* [Problem set]
#1 In the text about Juthika Roy, which award did she receive in 1972?
#2 Continue the text about Juthika Roy from the point where it stops.

====== Given text

- Born: 20 April 1920 Amta, Howrah, Bengal, British India
- Died: 5 February 2014 (aged 93) Kolkata, West Bengal, India
- Occupation: Singer
- Years active: 1932-1970s
- Known for: Bhajan, Bengali Music
- Awards: Padma Shri

= Juthika Roy =

Indian singer (1920–2014)

Juthika Roy (20 April 1920 – 5 February 2014) was a Classical and Bhajan (devotional) singer from India. She had sung more than 200 Hindi and more than 100 Bengali film and modern songs. She also sung many Rabindrasangeet, Najrulgeeti and popular modern songs. Tracks such as "Sanjher Taroka Ami", "Emoni Borosha Chilo Sedin", "Jani Jani Priyo", "Dol Diye Kea Jai Amare", "Eai Jomunari Tire" and "Tumi Jodi Radhe Hote Shyam" are some of the hit songs in her four-decade long career. She recorded devotional songs for the Hindi film industry also. She was awarded the Padma Shri, the fourth highest civilian award in India, in 1972.

============
====== Extracted entries

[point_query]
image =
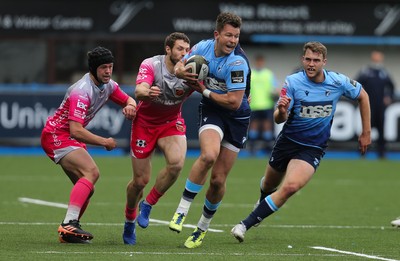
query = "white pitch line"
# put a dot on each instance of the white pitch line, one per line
(42, 202)
(61, 205)
(353, 253)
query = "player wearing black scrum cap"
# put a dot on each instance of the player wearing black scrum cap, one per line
(64, 136)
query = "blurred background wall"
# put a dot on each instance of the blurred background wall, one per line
(43, 47)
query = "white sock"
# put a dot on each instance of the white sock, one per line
(183, 206)
(72, 214)
(204, 223)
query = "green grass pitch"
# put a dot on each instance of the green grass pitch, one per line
(344, 213)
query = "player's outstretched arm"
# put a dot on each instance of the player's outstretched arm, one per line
(129, 109)
(78, 132)
(280, 113)
(364, 139)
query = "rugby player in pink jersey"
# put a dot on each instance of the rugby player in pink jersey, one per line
(64, 136)
(158, 123)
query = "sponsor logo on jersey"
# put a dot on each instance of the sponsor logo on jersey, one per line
(316, 109)
(283, 91)
(236, 63)
(180, 127)
(141, 143)
(237, 76)
(81, 105)
(179, 91)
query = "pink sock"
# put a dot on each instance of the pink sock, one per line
(80, 192)
(153, 196)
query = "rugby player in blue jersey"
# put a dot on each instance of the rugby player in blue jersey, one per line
(223, 121)
(307, 105)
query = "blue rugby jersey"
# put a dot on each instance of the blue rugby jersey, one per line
(313, 106)
(226, 73)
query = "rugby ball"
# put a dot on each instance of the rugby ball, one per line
(199, 65)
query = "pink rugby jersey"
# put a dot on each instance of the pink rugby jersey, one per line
(168, 105)
(82, 101)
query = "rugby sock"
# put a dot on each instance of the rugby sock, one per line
(83, 209)
(190, 192)
(209, 210)
(266, 208)
(153, 197)
(263, 194)
(78, 197)
(130, 213)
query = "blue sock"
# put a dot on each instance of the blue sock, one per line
(266, 208)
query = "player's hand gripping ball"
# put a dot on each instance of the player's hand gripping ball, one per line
(199, 65)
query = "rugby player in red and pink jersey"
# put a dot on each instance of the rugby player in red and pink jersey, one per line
(64, 136)
(158, 123)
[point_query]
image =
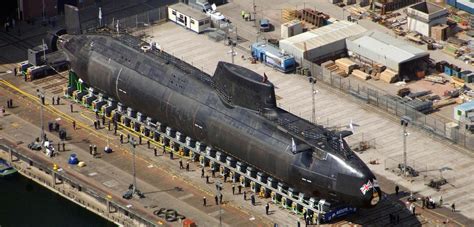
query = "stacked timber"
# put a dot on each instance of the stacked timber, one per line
(346, 65)
(361, 75)
(288, 15)
(389, 76)
(334, 69)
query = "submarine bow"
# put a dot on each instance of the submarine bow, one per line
(233, 111)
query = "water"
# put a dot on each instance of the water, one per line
(25, 203)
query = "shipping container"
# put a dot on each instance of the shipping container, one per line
(447, 70)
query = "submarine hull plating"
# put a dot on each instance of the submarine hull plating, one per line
(223, 113)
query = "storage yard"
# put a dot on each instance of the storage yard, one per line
(356, 77)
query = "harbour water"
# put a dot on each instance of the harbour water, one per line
(25, 203)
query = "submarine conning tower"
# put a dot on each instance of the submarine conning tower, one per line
(238, 86)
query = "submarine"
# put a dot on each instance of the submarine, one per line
(234, 111)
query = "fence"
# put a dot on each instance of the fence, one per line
(134, 22)
(389, 103)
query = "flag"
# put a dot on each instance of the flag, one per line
(293, 145)
(341, 142)
(351, 126)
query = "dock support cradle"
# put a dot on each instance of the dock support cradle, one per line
(238, 172)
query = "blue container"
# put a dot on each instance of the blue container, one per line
(469, 78)
(73, 159)
(455, 73)
(451, 2)
(447, 70)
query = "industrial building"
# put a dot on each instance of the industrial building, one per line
(465, 5)
(321, 43)
(424, 15)
(271, 56)
(188, 17)
(398, 55)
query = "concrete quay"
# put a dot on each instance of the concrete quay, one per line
(334, 109)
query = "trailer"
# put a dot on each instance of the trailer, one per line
(188, 17)
(272, 56)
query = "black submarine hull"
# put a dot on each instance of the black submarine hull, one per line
(227, 112)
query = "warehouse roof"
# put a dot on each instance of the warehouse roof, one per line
(324, 35)
(189, 11)
(384, 45)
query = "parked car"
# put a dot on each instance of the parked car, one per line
(264, 25)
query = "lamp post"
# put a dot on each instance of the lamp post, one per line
(404, 122)
(41, 96)
(313, 93)
(218, 188)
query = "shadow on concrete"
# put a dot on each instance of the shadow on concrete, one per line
(178, 189)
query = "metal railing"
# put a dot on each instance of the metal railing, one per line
(137, 21)
(384, 101)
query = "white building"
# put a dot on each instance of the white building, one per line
(321, 43)
(398, 55)
(424, 15)
(188, 17)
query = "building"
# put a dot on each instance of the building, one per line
(188, 17)
(465, 5)
(321, 43)
(424, 15)
(398, 55)
(464, 112)
(384, 6)
(271, 56)
(291, 28)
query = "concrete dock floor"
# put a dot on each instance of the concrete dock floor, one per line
(333, 109)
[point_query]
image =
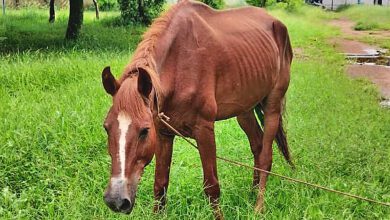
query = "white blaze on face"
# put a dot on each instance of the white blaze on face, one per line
(124, 122)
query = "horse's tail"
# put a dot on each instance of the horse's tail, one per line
(280, 137)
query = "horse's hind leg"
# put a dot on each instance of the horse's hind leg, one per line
(272, 112)
(249, 125)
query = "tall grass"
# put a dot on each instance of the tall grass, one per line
(54, 162)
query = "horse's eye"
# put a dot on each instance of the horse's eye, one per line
(144, 132)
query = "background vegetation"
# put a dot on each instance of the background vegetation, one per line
(54, 161)
(369, 17)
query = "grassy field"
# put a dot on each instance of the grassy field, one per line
(54, 161)
(369, 17)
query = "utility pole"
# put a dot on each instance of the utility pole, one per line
(3, 7)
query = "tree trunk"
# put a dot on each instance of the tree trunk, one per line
(141, 12)
(75, 19)
(96, 8)
(52, 13)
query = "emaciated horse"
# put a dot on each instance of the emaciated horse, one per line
(197, 65)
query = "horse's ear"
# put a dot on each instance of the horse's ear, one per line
(109, 82)
(144, 83)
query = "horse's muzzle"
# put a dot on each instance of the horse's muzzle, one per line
(118, 198)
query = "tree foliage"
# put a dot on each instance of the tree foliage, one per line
(140, 11)
(76, 10)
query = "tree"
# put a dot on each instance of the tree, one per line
(140, 11)
(52, 13)
(217, 4)
(75, 19)
(258, 3)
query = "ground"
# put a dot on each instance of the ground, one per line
(350, 42)
(54, 162)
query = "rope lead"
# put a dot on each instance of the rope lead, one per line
(163, 118)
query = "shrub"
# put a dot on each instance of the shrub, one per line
(217, 4)
(140, 11)
(106, 5)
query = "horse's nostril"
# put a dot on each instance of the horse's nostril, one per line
(126, 205)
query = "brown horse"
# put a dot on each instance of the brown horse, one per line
(197, 65)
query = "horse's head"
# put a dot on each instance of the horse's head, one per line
(131, 136)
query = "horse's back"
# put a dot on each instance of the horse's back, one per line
(247, 57)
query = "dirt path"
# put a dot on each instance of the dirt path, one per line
(348, 43)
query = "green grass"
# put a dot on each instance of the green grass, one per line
(54, 161)
(369, 17)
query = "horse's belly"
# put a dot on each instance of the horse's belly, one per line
(237, 97)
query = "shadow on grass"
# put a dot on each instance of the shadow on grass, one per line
(29, 30)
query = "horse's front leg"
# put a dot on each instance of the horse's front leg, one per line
(206, 143)
(163, 164)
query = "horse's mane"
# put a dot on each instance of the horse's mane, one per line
(144, 56)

============

* [Solved tasks]
#1 She received the Padma Shri, the fourth highest civilian award in India.

#2
==Life==
Juthika Roy was born in 1920 at Amta, Howrah, Bengal, She started singing at an early age. She recorded her first album in 1932, at age 12 years old. She sang many songs under music director and her mentor Kazi Nazrul Islam and Bengali music director Kamal Dasgupta. Her admirers included Mahatma Gandhi and Jawaharlal Nehru. She died on 5 February 2014 in hospital at Kolkata after a prolonged illness, aged 93.

==Awards==
- She was awarded the Padma Shri in 1972 by Union Government of India.